Region pointing data:
---

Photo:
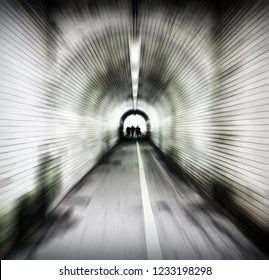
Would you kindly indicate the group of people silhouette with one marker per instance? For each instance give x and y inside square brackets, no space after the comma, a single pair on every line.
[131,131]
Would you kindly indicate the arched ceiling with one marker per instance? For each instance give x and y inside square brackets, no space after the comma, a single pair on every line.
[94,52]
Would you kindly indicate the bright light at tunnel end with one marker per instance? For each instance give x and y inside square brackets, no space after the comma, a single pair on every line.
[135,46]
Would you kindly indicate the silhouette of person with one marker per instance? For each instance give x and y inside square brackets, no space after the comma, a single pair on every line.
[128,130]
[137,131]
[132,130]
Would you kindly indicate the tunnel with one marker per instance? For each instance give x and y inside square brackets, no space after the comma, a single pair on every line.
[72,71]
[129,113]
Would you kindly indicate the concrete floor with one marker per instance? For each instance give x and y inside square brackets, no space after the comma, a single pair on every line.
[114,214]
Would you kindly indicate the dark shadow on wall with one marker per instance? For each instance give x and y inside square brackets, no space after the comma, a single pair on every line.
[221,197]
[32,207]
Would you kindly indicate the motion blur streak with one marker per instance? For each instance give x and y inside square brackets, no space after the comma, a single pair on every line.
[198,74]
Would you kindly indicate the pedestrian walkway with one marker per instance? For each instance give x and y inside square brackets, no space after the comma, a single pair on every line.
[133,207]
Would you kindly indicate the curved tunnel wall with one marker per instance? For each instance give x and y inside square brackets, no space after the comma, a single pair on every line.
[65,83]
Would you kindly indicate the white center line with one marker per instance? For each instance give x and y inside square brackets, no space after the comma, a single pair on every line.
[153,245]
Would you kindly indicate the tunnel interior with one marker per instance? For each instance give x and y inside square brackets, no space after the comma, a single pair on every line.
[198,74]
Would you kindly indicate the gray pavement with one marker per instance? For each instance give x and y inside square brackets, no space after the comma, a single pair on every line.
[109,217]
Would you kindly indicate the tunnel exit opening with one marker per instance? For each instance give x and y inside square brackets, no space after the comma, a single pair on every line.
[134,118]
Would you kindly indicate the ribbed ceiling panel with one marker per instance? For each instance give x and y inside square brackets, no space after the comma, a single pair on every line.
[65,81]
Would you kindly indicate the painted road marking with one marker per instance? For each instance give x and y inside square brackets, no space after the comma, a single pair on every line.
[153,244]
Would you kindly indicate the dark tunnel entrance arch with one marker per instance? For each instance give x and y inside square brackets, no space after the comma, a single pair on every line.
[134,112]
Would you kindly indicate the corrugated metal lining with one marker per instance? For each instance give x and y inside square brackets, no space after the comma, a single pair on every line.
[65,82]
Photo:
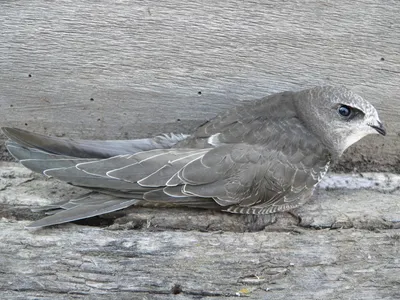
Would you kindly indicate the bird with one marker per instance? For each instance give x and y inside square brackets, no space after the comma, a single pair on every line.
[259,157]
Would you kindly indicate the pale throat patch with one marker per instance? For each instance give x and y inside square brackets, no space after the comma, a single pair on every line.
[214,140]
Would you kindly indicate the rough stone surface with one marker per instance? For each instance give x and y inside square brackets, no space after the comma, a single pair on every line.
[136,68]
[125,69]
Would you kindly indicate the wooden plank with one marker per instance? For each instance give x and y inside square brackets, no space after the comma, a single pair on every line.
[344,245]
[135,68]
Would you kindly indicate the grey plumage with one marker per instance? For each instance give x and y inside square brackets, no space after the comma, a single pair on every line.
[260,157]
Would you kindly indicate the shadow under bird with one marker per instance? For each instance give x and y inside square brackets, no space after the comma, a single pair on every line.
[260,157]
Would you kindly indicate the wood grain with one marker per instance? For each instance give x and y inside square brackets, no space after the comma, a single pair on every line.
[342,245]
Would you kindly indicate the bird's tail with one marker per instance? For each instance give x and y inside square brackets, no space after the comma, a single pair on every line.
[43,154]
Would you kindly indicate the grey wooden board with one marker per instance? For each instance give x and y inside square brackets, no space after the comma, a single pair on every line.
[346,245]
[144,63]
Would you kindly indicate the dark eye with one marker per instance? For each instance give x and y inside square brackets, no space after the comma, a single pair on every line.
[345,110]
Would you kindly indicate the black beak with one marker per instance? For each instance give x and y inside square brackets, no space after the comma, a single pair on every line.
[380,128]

---

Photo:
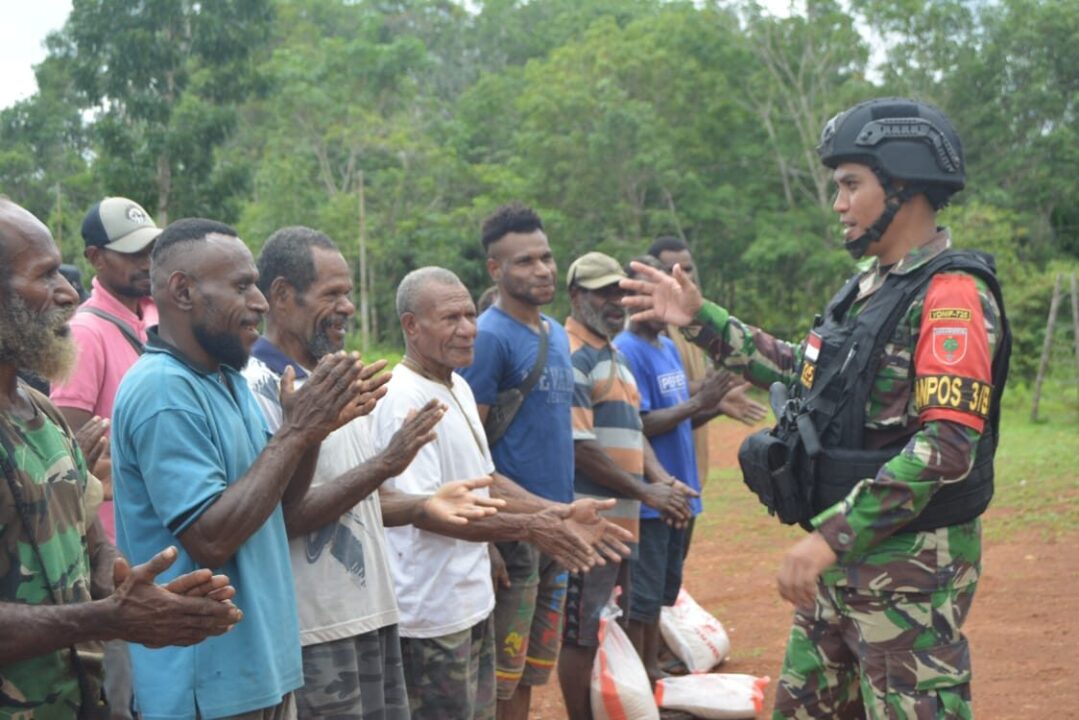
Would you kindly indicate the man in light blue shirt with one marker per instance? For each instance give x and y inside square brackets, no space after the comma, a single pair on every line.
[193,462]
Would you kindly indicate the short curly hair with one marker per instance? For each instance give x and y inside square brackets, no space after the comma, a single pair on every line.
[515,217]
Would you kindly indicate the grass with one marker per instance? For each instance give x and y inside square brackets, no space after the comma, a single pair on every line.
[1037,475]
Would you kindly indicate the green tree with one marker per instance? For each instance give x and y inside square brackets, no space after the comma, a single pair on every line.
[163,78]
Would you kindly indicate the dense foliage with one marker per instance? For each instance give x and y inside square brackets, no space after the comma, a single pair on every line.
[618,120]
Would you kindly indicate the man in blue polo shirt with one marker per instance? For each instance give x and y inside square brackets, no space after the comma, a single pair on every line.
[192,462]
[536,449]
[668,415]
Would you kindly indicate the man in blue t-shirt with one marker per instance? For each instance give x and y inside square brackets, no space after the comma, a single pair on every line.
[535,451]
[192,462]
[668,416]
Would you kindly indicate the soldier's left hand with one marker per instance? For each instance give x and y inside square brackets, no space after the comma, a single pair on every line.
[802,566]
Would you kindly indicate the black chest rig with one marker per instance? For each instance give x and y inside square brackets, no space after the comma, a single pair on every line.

---

ACTION ITEM: Look above for the line that contains "Would you kindly indicate the soldier's". Starting there, transcribe every line exactly until you have copied the line that contains "Would you kindly indicate the black chest".

RESULT OF THIS TASK:
Would you kindly indicate the soldier's left hand with one marker per instance? For each instance give x and y inside square brackets, no space after the comma, a single pair on every line.
[802,566]
Would you kindly indicate the black chest rig with one marker per instance? For each instance give x and y inside square brackets, no space after the comma, a single pair on every line.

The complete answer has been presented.